[Begin Record list]

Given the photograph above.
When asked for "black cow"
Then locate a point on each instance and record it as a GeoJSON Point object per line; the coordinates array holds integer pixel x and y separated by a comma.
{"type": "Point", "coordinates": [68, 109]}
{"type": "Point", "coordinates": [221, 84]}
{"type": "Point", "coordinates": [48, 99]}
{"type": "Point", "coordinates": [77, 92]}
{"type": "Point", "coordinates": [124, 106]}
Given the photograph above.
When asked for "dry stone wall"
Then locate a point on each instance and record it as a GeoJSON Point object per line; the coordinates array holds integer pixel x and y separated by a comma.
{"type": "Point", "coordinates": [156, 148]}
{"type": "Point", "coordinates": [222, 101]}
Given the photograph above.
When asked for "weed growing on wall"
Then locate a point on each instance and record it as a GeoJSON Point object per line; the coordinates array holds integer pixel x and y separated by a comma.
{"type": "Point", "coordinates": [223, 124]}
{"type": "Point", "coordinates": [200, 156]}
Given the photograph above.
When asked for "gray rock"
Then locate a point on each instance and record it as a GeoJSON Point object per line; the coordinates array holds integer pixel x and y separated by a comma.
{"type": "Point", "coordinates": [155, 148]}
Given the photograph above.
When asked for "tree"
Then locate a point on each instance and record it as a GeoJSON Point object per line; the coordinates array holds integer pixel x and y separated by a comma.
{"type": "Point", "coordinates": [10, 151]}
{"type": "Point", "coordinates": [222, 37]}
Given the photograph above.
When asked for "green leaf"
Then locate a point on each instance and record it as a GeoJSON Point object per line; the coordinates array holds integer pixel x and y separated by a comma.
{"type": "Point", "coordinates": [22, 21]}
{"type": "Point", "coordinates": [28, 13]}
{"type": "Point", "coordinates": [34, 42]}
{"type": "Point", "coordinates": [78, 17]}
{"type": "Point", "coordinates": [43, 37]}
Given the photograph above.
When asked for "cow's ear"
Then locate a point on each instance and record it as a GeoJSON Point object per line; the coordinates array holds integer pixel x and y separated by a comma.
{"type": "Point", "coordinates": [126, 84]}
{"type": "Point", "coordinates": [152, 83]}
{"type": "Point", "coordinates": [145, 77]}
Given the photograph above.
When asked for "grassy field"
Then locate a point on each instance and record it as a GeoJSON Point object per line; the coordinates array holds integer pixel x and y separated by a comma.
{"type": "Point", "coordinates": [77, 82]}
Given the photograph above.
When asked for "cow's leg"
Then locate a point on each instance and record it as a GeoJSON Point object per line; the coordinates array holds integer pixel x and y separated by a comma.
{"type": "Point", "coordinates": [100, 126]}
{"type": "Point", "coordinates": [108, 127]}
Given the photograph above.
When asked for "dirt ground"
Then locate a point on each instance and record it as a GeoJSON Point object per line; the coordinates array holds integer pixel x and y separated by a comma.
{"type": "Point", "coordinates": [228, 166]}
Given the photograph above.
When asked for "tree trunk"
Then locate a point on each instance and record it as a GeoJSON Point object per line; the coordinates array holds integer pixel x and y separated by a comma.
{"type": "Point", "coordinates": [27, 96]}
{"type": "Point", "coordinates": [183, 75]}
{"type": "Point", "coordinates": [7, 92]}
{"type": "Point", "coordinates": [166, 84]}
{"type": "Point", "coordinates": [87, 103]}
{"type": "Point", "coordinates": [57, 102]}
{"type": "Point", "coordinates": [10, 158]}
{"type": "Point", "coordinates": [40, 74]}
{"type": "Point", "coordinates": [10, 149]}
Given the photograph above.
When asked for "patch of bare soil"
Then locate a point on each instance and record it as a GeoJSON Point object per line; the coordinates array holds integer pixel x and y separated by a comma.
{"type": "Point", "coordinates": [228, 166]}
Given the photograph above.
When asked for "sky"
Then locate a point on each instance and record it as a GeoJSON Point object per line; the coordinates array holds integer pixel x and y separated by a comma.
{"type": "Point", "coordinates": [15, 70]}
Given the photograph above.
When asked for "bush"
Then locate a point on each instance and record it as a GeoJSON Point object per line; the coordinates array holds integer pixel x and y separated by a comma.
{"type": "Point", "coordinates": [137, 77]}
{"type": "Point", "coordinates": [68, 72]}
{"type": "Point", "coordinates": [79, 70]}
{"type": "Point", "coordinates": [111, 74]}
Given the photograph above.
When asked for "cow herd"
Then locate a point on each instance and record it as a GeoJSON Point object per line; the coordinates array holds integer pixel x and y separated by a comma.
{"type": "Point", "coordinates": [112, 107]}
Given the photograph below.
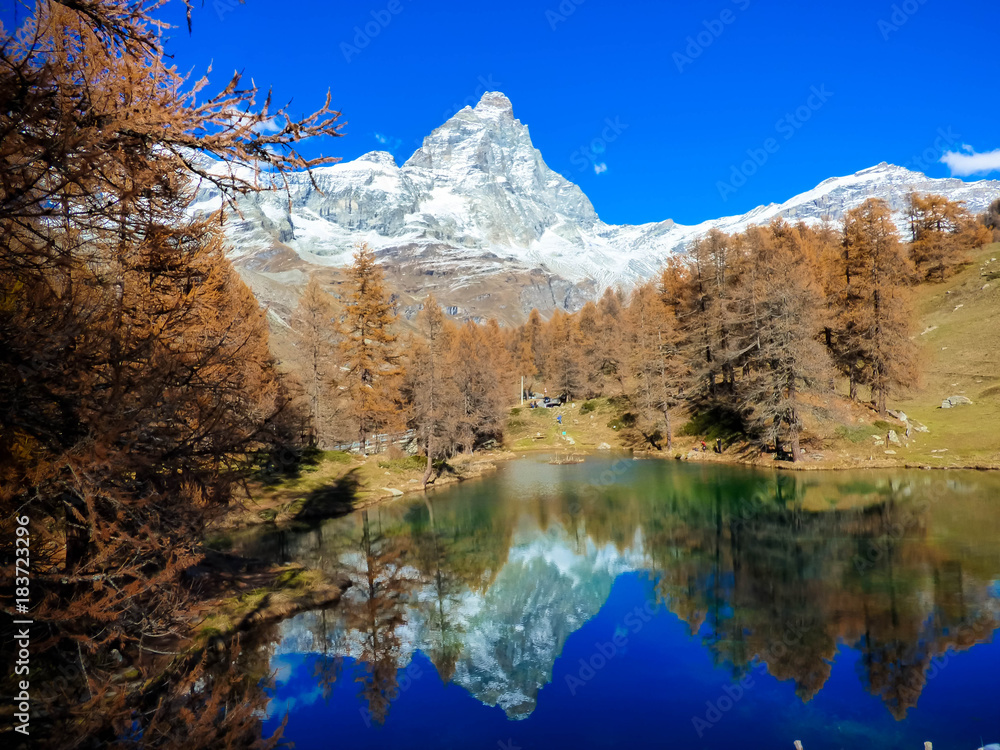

[End Record list]

◆ **Request**
Collect every line in the records that contains the word "tree" and copy each one out. Case counts.

◆ **Result**
When asked for "tree"
When asked for "tree trunk"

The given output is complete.